**BRANO FORNITO**
========
Radio Punk: Dai testi è evidente la connotazione politica, quindi chiedervi quanto è importante è piuttosto banale. Invece, ci piacerebbe chiedervi qualcosa sulla questione sarda di indipendentismo. Quanto è sentita a livello di “sardo medio”? Spesso indipendentismo diviene sinonimo di qualcosa riconducibile a destra, invece guardando ai baschi, catalani e bretoni per fare qualche esempio viene subito smontata questa tesi. Voi cosa ne pensate? Fate finta di dover spiegare a qualcuno perchè rivendicare la propria terra, lingua, cultura e tradizioni invece siano in netto contrasto con chi dice che è “roba da fasci”…

C4: È corretto fare una distinzione tra ciò che è il senso di appartenenza e il movimento indipendentista in Sardegna. Il “sentirsi sardo”, isolano, diverso e staccato dall’Italia è un sentimento comune tra la gente. Tutto ciò non riesce ad avere una effettiva traduzione in termini né di movimentismo, né di partitocrazia. La lotta per l’autodeterminazione ha fasi di alti e bassi, ma è lontana dal riuscire a catturare una attenzione generale, complici anni di repressione culturale e politica, esaltazione dello stato centrale, riduzione in miseria dell’isola, clientelismo eccetera.

In Italia la parola nazionalismo viene sempre associata al fascismo, è una diretta conseguenza della storia di questo paese. Ma se vai a vedere i baschi, i corsi etc. non hanno problemi a dirsi nazionalisti, così come alcuni movimenti proletari di compagni in altre parti del mondo.

In Italia inoltre, movimenti secessionisti come la lega lombarda hanno alimentato il pregiudizio verso questo tipo di istanze. In realtà l’autodeterminazione popolare delle nazioni senza stato è un principio politico universalmente riconosciuto, e che che se ne dica la Sardegna era e rimane un’entità nazionale con tutti i suoi crismi. Volere la secessione per motivi prettamente economici come propagandava la lega è una cosa, far cessare il dominio economico, culturale linguistico e territoriale, la pretesa dell’autogoverno è un’altra. Più volte abbiamo incontrato difficoltà a parlare di queste cose ed è normale. In Italia la propaganda nazionalista è sempre stata forte: la costituzione “più bella del mondo” il principio di indivisibilità dello stato, l’esaltazione dell’esercito etc. Agli italiani gli indipendentismi piacciono sempre quando non riguardano il loro stato, a nessuno piace essere chiamato invasore.
========
**ISTRUZIONI DA SEGUIRE**
Copi fedelmente dal brano sull'indipendentismo sardo la parte che inizia con "C4: È corretto" e termina con "dell’isola, clientelismo eccetera.".

**INFORMAZIONI FORNITE**
========
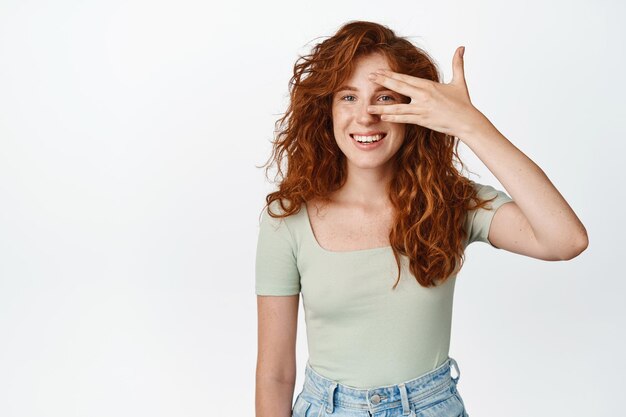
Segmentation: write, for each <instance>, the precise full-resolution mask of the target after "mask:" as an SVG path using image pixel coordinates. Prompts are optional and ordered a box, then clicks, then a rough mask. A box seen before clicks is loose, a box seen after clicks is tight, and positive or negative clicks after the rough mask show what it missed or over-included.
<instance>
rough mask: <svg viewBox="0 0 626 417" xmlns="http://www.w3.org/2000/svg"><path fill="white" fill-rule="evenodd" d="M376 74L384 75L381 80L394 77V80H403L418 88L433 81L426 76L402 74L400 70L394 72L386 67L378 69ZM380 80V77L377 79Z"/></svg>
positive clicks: (405, 81)
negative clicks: (386, 68)
mask: <svg viewBox="0 0 626 417" xmlns="http://www.w3.org/2000/svg"><path fill="white" fill-rule="evenodd" d="M375 74H380V75H382V77H380V80H381V81H382V80H385V79H392V80H397V81H401V82H403V83H406V84H408V85H412V86H414V87H418V88H426V87H427V86H428V84H429V83H432V81H431V80H427V79H425V78H419V77H414V76H412V75H408V74H401V73H399V72H393V71H390V70H385V69H380V70H376V72H375ZM378 80H379V79H376V80H375V81H376V82H378ZM383 85H384V84H383ZM385 87H388V86H387V85H385ZM390 88H391V87H390Z"/></svg>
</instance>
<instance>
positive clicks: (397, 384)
mask: <svg viewBox="0 0 626 417" xmlns="http://www.w3.org/2000/svg"><path fill="white" fill-rule="evenodd" d="M452 366H454V367H455V368H456V374H457V376H456V377H454V378H453V377H452V376H451V372H450V370H451V367H452ZM460 377H461V372H460V371H459V367H458V365H457V363H456V361H455V360H454V359H452V358H451V357H448V359H446V361H445V362H444V363H443V364H441V365H440V366H439V367H437V368H436V369H434V370H432V371H430V372H428V373H425V374H423V375H420V376H419V377H417V378H414V379H411V380H409V381H405V382H401V383H399V384H396V385H387V386H381V387H376V388H369V389H367V388H355V387H351V386H349V385H343V384H340V383H338V382H337V381H333V380H331V379H328V378H325V377H323V376H322V375H320V374H318V373H317V372H315V371H314V370H313V369H312V368H311V366H310V365H309V362H308V361H307V364H306V368H305V377H304V384H303V388H302V391H300V393H299V394H298V396H297V397H296V401H295V402H294V405H293V410H292V416H293V417H322V416H332V417H401V416H403V417H435V416H437V417H469V415H468V414H467V412H466V411H465V405H464V403H463V399H462V398H461V395H460V394H459V392H458V391H457V388H456V386H457V383H458V382H459V378H460Z"/></svg>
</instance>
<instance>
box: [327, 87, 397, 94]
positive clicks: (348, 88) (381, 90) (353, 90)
mask: <svg viewBox="0 0 626 417" xmlns="http://www.w3.org/2000/svg"><path fill="white" fill-rule="evenodd" d="M337 91H338V92H339V91H359V89H358V88H356V87H352V86H351V85H342V86H341V87H339V88H338V89H337ZM379 91H392V92H394V91H393V90H390V89H388V88H387V87H384V86H380V87H378V88H377V89H376V90H374V92H375V93H378V92H379Z"/></svg>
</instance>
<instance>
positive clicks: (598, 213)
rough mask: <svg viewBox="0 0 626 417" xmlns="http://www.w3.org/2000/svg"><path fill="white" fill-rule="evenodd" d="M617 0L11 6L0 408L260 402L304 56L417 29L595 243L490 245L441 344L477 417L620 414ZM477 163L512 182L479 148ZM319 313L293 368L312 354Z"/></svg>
mask: <svg viewBox="0 0 626 417" xmlns="http://www.w3.org/2000/svg"><path fill="white" fill-rule="evenodd" d="M625 12H626V7H625V6H624V3H623V2H619V1H617V0H615V1H609V0H604V1H571V0H570V1H552V2H546V1H526V2H502V1H480V2H476V1H474V2H464V1H439V2H422V1H419V2H418V1H415V0H412V1H395V2H382V1H377V2H374V1H363V0H360V1H342V2H339V1H329V2H325V1H317V2H315V3H312V2H301V3H298V2H285V3H280V2H273V3H267V2H254V3H253V2H249V3H238V2H232V1H231V2H221V3H218V4H215V3H210V2H202V1H195V2H193V1H176V2H174V1H147V0H145V1H137V0H125V1H119V0H116V1H101V2H96V1H55V2H52V1H50V2H43V1H42V2H36V1H24V0H20V1H17V0H11V1H9V0H4V1H3V2H2V5H1V6H0V393H1V394H0V415H2V416H3V417H18V416H19V417H22V416H47V417H53V416H63V417H69V416H90V417H99V416H103V417H104V416H107V417H108V416H118V417H121V416H153V417H156V416H190V417H191V416H225V415H229V416H244V415H246V416H251V415H254V373H255V363H256V337H257V334H256V324H257V323H256V296H255V294H254V255H255V248H256V238H257V232H258V228H257V227H258V216H259V214H260V211H261V209H262V207H263V203H264V197H265V194H266V193H267V192H269V191H270V190H272V189H273V188H272V185H271V184H270V183H269V182H268V181H267V180H266V178H265V177H264V175H263V170H262V169H260V168H256V167H255V165H257V166H260V165H261V164H263V163H264V162H265V161H266V159H267V158H268V157H269V152H270V140H271V139H272V135H273V129H274V122H275V121H276V119H277V118H278V117H279V116H281V115H282V113H283V112H284V111H285V109H286V105H287V98H288V96H287V93H288V80H289V78H290V77H291V75H292V70H293V64H294V62H295V60H296V59H297V57H298V56H299V55H301V54H304V53H308V52H309V51H310V48H311V47H312V46H313V45H314V44H315V43H317V42H319V41H321V40H322V39H324V37H326V36H330V35H332V34H333V33H334V32H335V31H336V30H337V29H338V28H339V26H340V25H341V24H343V23H344V22H346V21H348V20H356V19H363V20H372V21H376V22H379V23H382V24H386V25H388V26H389V27H390V28H392V29H393V30H395V31H396V32H397V34H399V35H401V36H408V37H409V39H410V40H412V41H413V42H414V43H415V44H417V45H419V46H421V47H424V48H425V49H426V50H428V51H429V52H430V53H431V54H432V55H433V57H434V58H435V59H436V60H437V63H438V65H439V66H440V68H441V71H442V72H443V74H444V79H445V82H449V80H450V78H451V75H452V67H451V65H452V55H453V53H454V50H455V49H456V47H458V46H460V45H465V46H466V51H465V71H466V77H467V82H468V87H469V90H470V94H471V97H472V101H473V103H474V105H475V106H476V107H477V108H478V109H479V110H481V111H482V112H483V113H484V114H485V115H487V117H488V118H489V119H490V120H491V121H492V122H493V123H494V124H495V125H496V127H497V128H498V129H499V130H500V131H501V132H502V133H503V134H504V135H505V136H506V137H507V138H508V139H509V140H511V141H512V142H513V143H514V144H515V145H516V146H517V147H518V148H519V149H520V150H522V151H523V152H524V153H525V154H526V155H528V156H529V157H530V158H531V159H532V160H533V161H535V162H536V163H537V164H538V165H539V166H540V167H541V168H542V169H543V170H544V171H545V172H546V174H547V175H548V177H549V178H550V179H551V180H552V182H553V183H554V184H555V185H556V187H557V188H558V189H559V191H560V192H561V193H562V194H563V196H564V197H565V198H566V199H567V201H568V202H569V203H570V205H571V206H572V207H573V209H574V211H575V212H576V213H577V215H578V216H579V218H580V219H581V221H582V222H583V223H584V225H585V226H586V228H587V231H588V233H589V240H590V244H589V248H588V249H587V250H586V251H585V252H583V254H582V255H580V256H579V257H577V258H575V259H574V260H571V261H568V262H545V261H539V260H536V259H532V258H528V257H523V256H519V255H516V254H512V253H509V252H506V251H503V250H501V251H497V250H494V249H493V248H491V247H489V246H488V245H486V244H482V243H477V244H475V245H472V246H471V247H469V248H468V250H467V252H466V256H467V262H466V265H465V267H464V270H463V271H462V273H461V274H460V275H459V277H458V281H457V287H456V292H455V307H454V317H453V330H452V344H451V350H450V355H451V356H452V357H454V358H455V359H456V360H457V361H458V363H459V367H460V370H461V379H460V381H459V390H460V392H461V394H462V396H463V398H464V400H465V404H466V406H467V410H468V412H469V414H470V415H472V416H502V415H506V416H509V417H522V416H524V417H525V416H530V415H532V416H568V417H575V416H588V415H593V416H616V415H621V414H622V413H623V401H622V397H623V388H624V382H623V381H624V375H625V373H626V365H625V360H624V357H623V352H625V351H626V339H625V337H624V327H625V326H624V317H625V316H626V307H625V303H624V301H623V300H624V294H625V292H626V291H625V290H626V284H625V282H624V278H625V275H626V274H624V269H623V259H624V258H623V257H624V249H626V246H625V244H624V243H623V241H624V232H625V231H626V230H625V228H624V226H623V224H624V222H623V214H624V208H623V207H624V202H625V201H624V200H625V199H624V194H623V192H624V182H625V180H626V178H625V176H624V170H623V160H624V154H625V151H626V146H625V145H624V137H625V133H626V128H625V127H624V120H626V110H625V107H626V106H625V105H624V96H625V94H626V88H625V86H626V83H625V81H624V67H625V65H626V59H625V58H626V57H625V55H626V47H625V39H626V30H625V29H624V25H623V22H624V18H625V17H626V13H625ZM461 150H462V152H463V153H462V156H463V160H464V162H465V163H467V164H468V167H469V168H470V169H471V170H472V171H473V172H475V173H476V174H477V175H474V176H472V177H471V178H472V179H474V180H477V181H479V182H484V183H488V184H492V185H494V186H496V187H498V188H501V186H500V184H499V183H498V182H497V180H496V179H495V178H494V177H493V176H492V175H491V173H490V172H489V171H488V169H487V168H486V167H485V166H484V165H483V164H482V162H481V161H480V160H479V159H477V158H476V157H475V156H474V155H473V154H472V152H471V151H470V150H469V148H467V147H464V146H462V148H461ZM306 355H307V352H306V338H305V329H304V316H303V311H302V310H301V312H300V327H299V339H298V381H297V384H296V387H295V392H294V396H295V395H296V393H297V392H299V390H300V389H301V383H302V378H303V371H304V365H305V361H306V358H307V357H306Z"/></svg>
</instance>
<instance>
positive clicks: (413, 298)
mask: <svg viewBox="0 0 626 417" xmlns="http://www.w3.org/2000/svg"><path fill="white" fill-rule="evenodd" d="M473 185H474V187H476V189H477V191H478V195H479V196H480V197H481V198H483V199H488V198H491V197H493V196H494V195H495V196H496V199H495V200H494V201H493V202H492V203H491V207H492V208H493V210H488V209H485V208H481V209H476V210H472V211H469V212H468V213H467V216H466V222H465V228H466V230H468V238H467V240H466V242H465V244H464V245H465V247H467V245H469V244H470V243H472V242H476V241H480V242H484V243H487V244H490V245H491V246H493V245H492V244H491V242H490V241H489V239H488V235H489V227H490V224H491V220H492V218H493V216H494V214H495V212H496V209H497V208H498V207H500V206H501V205H502V204H504V203H506V202H509V201H513V200H512V199H511V198H510V197H509V196H508V195H507V194H506V193H505V192H503V191H500V190H498V189H496V188H494V187H492V186H490V185H483V184H479V183H476V182H474V183H473ZM487 207H489V206H487ZM272 211H273V212H274V213H280V212H281V208H280V204H279V203H278V201H274V202H272ZM493 247H494V248H497V247H496V246H493ZM401 261H402V262H401V277H400V281H399V283H398V286H397V287H396V289H395V290H394V289H392V286H393V284H394V283H395V282H396V274H397V266H396V263H395V258H394V256H393V252H392V250H391V246H386V247H380V248H373V249H364V250H356V251H341V252H335V251H328V250H326V249H323V248H322V247H321V246H320V245H319V244H318V243H317V240H316V239H315V236H314V234H313V230H312V228H311V224H310V221H309V217H308V213H307V209H306V205H304V204H303V205H302V208H301V210H300V211H299V212H298V213H296V214H293V215H291V216H288V217H286V218H283V219H274V218H272V217H270V216H269V215H268V214H267V210H266V211H264V212H263V215H262V219H261V224H260V229H259V235H258V241H257V251H256V263H255V285H256V294H258V295H294V294H298V293H301V297H302V304H303V307H304V313H305V322H306V334H307V342H308V351H309V359H308V362H309V364H310V366H311V367H312V368H313V370H315V371H316V372H318V373H319V374H320V375H323V376H325V377H327V378H330V379H332V380H335V381H337V382H339V383H341V384H345V385H349V386H352V387H355V388H374V387H379V386H384V385H393V384H398V383H400V382H404V381H408V380H410V379H413V378H416V377H418V376H420V375H422V374H424V373H426V372H429V371H431V370H433V369H435V368H436V367H438V366H439V365H441V364H442V363H443V362H444V361H445V360H446V359H447V358H448V350H449V347H450V329H451V322H452V299H453V295H454V285H455V282H456V276H451V277H450V278H449V279H448V280H446V281H445V282H444V283H443V284H441V285H439V286H437V287H431V288H425V287H422V286H421V285H420V284H419V283H418V282H417V280H416V279H415V277H414V276H413V275H412V274H411V272H410V270H409V260H408V258H407V257H406V256H404V255H402V256H401Z"/></svg>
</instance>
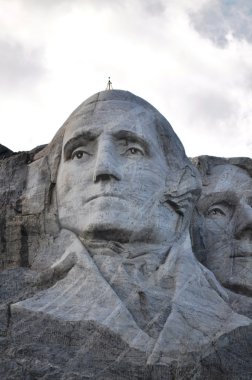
========
**RISULTATO PRODOTTO**
C4: È corretto fare una distinzione tra ciò che è il senso di appartenenza e il movimento indipendentista in Sardegna. Il “sentirsi sardo”, isolano, diverso e staccato dall’Italia è un sentimento comune tra la gente. Tutto ciò non riesce ad avere una effettiva traduzione in termini né di movimentismo, né di partitocrazia. La lotta per l’autodeterminazione ha fasi di alti e bassi, ma è lontana dal riuscire a catturare una attenzione generale, complici anni di repressione culturale e politica, esaltazione dello stato centrale, riduzione in miseria dell’isola, clientelismo eccetera.